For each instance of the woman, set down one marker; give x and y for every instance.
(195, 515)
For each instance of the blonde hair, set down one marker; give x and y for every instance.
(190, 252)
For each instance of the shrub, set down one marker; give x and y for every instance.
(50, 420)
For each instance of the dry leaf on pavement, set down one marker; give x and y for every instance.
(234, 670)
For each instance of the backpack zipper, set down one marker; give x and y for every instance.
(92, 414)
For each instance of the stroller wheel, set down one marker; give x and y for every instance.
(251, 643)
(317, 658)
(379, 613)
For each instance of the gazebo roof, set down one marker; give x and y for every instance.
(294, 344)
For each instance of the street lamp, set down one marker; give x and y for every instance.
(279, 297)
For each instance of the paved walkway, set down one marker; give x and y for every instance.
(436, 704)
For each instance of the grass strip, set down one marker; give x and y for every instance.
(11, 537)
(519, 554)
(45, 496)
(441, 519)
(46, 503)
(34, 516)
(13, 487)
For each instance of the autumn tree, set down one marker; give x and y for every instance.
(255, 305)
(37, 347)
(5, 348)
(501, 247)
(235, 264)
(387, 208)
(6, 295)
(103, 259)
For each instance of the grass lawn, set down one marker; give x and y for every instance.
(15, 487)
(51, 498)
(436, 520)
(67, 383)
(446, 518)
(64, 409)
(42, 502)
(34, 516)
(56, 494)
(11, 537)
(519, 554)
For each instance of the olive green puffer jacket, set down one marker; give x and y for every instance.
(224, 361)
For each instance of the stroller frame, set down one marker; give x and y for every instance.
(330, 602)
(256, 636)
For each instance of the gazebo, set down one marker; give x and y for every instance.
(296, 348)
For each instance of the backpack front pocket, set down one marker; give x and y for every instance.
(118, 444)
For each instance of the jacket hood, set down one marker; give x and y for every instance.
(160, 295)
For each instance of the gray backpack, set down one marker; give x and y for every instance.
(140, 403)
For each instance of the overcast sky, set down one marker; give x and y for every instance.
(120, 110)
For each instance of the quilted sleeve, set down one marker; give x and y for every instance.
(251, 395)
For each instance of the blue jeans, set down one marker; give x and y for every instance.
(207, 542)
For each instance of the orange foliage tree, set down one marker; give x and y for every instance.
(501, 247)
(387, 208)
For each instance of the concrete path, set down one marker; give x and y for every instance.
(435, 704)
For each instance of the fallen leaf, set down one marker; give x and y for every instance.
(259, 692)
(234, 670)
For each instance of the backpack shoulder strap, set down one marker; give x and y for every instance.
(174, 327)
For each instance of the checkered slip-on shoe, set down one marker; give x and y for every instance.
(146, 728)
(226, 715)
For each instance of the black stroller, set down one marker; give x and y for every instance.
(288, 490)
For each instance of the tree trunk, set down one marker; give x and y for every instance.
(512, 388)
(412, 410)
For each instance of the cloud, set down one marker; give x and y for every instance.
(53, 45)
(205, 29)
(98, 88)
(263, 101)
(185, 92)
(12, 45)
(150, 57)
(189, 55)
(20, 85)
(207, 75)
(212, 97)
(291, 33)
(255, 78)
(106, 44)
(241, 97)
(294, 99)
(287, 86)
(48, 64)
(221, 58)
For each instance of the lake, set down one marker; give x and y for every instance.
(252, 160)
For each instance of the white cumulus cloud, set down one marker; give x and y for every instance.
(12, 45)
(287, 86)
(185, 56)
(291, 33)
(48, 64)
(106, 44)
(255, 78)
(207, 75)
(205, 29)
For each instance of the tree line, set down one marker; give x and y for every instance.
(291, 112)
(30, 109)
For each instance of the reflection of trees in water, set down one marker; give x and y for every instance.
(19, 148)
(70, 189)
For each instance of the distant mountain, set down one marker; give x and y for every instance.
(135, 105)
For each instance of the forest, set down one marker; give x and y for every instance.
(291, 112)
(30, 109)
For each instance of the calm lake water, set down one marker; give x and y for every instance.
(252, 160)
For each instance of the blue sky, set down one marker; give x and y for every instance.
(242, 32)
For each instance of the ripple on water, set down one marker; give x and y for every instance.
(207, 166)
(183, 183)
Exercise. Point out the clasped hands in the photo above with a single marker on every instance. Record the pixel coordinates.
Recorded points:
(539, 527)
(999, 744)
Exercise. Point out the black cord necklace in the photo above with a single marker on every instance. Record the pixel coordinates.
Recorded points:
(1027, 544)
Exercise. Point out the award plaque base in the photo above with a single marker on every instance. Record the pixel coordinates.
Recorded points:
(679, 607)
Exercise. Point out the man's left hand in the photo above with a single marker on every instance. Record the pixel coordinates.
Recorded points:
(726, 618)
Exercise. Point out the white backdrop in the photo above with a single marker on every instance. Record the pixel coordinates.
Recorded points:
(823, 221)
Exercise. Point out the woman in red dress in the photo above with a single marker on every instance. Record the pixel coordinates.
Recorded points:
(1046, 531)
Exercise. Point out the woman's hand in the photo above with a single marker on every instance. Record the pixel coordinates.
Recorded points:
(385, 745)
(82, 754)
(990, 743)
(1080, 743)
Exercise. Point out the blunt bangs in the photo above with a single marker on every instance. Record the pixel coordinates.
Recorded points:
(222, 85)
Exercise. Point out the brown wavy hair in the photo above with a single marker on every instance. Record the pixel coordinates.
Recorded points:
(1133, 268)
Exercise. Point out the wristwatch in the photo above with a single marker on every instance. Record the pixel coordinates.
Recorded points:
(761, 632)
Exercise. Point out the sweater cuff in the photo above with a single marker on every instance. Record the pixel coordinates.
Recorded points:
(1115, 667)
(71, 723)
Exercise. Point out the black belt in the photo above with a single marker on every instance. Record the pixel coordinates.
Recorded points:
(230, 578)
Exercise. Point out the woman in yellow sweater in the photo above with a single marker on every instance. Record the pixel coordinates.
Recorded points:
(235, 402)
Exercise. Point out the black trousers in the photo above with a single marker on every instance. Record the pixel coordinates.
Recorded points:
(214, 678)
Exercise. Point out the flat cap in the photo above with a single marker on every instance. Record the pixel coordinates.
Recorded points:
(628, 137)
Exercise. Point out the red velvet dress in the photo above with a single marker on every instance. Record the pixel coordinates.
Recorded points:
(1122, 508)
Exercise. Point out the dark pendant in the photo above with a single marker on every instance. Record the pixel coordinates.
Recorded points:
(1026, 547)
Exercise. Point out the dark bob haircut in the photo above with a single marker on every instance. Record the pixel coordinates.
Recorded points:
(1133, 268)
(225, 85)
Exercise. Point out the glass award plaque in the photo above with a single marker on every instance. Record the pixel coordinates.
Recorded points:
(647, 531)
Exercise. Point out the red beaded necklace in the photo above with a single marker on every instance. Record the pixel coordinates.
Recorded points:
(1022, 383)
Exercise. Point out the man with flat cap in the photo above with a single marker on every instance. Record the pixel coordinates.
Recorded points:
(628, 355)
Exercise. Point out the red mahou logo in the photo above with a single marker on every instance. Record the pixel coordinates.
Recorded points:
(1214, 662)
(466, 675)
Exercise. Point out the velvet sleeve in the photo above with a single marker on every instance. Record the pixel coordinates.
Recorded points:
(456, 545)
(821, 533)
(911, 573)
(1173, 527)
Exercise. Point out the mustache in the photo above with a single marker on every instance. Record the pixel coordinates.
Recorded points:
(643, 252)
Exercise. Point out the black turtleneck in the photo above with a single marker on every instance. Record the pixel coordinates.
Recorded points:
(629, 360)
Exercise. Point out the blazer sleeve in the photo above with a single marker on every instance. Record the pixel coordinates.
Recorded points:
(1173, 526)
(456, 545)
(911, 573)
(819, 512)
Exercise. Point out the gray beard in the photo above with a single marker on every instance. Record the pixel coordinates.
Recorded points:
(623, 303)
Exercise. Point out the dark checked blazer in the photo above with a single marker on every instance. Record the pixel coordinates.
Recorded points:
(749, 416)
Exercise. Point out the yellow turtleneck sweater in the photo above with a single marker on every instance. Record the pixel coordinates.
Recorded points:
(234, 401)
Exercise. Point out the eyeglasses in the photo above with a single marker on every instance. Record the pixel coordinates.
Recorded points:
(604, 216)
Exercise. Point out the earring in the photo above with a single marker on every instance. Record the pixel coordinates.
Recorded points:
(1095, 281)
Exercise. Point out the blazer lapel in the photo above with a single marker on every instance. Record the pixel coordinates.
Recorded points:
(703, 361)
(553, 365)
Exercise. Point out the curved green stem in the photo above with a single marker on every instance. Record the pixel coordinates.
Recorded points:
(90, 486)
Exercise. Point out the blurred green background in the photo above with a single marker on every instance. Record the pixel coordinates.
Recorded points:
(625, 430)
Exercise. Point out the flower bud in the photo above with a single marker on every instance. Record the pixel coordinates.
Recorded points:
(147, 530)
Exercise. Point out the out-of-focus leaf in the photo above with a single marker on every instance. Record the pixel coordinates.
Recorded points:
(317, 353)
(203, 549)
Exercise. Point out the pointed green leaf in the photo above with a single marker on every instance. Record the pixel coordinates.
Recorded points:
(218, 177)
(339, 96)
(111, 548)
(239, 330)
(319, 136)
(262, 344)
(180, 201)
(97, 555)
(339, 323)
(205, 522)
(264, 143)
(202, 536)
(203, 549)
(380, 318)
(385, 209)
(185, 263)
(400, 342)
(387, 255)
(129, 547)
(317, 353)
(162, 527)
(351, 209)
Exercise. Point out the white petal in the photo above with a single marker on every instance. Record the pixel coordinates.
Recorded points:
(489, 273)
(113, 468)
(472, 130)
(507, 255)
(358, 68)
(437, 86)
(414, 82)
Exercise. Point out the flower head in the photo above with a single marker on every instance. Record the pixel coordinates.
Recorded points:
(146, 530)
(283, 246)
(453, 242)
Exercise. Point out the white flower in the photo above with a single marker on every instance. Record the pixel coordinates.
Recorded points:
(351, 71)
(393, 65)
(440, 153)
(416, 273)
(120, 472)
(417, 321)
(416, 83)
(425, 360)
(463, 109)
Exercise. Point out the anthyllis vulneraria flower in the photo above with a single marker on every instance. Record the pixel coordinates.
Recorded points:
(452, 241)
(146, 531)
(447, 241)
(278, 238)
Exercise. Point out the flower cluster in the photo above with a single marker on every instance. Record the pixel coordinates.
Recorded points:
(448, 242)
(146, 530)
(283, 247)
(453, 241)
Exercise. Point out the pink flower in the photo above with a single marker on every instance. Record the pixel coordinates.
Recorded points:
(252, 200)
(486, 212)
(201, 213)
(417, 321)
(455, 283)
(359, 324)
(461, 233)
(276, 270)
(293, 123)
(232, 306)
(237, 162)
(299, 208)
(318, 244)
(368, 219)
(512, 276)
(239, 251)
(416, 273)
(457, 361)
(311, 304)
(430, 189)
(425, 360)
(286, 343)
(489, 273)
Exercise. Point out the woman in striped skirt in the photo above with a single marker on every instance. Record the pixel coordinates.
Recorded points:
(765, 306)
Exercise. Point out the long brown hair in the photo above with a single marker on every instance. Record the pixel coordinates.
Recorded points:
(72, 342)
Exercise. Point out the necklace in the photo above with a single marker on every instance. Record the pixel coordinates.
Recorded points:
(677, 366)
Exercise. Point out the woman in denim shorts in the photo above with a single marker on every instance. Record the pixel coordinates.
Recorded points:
---
Find the line that contains "Exercise. Point out the white flower". Repeat it and every line after it, exactly as written, up to and including the last line of the records above.

FINAL RESULT ▸
Exercise. Point out the white flower in the photo above with a single marker on every instance. Record the pixel coordinates.
Recorded points:
(351, 71)
(393, 65)
(440, 153)
(416, 273)
(120, 472)
(417, 321)
(416, 83)
(425, 360)
(463, 109)
Exercise. Point out the anthyllis vulneraria flower in the photo above with a single marker on every instance. Record the pixel coordinates.
Recorded points:
(452, 241)
(146, 531)
(447, 241)
(278, 238)
Exercise. Point out the flower cluster in the photo above with a single marker on every instance. Record the pixel coordinates.
Recorded points:
(448, 242)
(146, 530)
(283, 247)
(453, 241)
Exercise. Point out the pink flower in the photo above with a single marker on every instance. Record the pixel coordinates.
Recorded points:
(252, 200)
(486, 212)
(201, 213)
(417, 321)
(455, 283)
(359, 324)
(461, 233)
(276, 270)
(293, 123)
(232, 306)
(237, 162)
(299, 208)
(318, 244)
(368, 219)
(512, 276)
(239, 251)
(416, 273)
(457, 361)
(311, 304)
(430, 189)
(425, 360)
(286, 343)
(489, 273)
Exercise. Point out the woman in striped skirt in the photo above with a single marker on every instance. Record the pixel coordinates.
Recorded points:
(765, 306)
Exercise. Point out the long brown hair in the photo above with a single marker on every instance. Record the pixel coordinates.
Recorded points:
(72, 342)
Exercise. Point out the necklace in the photo above with a single marker on every instance. Record the pixel coordinates.
Recorded points:
(677, 366)
Exercise. Point out the woman in denim shorts in the photo above with a single marker on every instance. Record the pixel coordinates.
Recorded points:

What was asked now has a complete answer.